**Stated task:** Can you copy out all the rows below, requests included, with every coordinate in the answers raised by 78?

Excerpts of pointing data:

******************************

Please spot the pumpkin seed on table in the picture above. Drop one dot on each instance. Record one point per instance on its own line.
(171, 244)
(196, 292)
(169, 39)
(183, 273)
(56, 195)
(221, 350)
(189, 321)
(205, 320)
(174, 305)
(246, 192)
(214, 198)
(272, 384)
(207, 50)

******************************

**Solution:**
Please spot the pumpkin seed on table in the picture above. Drop one dot on each instance. Record one point per instance on its own line.
(249, 322)
(274, 370)
(247, 117)
(261, 351)
(134, 273)
(299, 428)
(267, 399)
(283, 398)
(252, 383)
(324, 270)
(292, 276)
(350, 462)
(285, 128)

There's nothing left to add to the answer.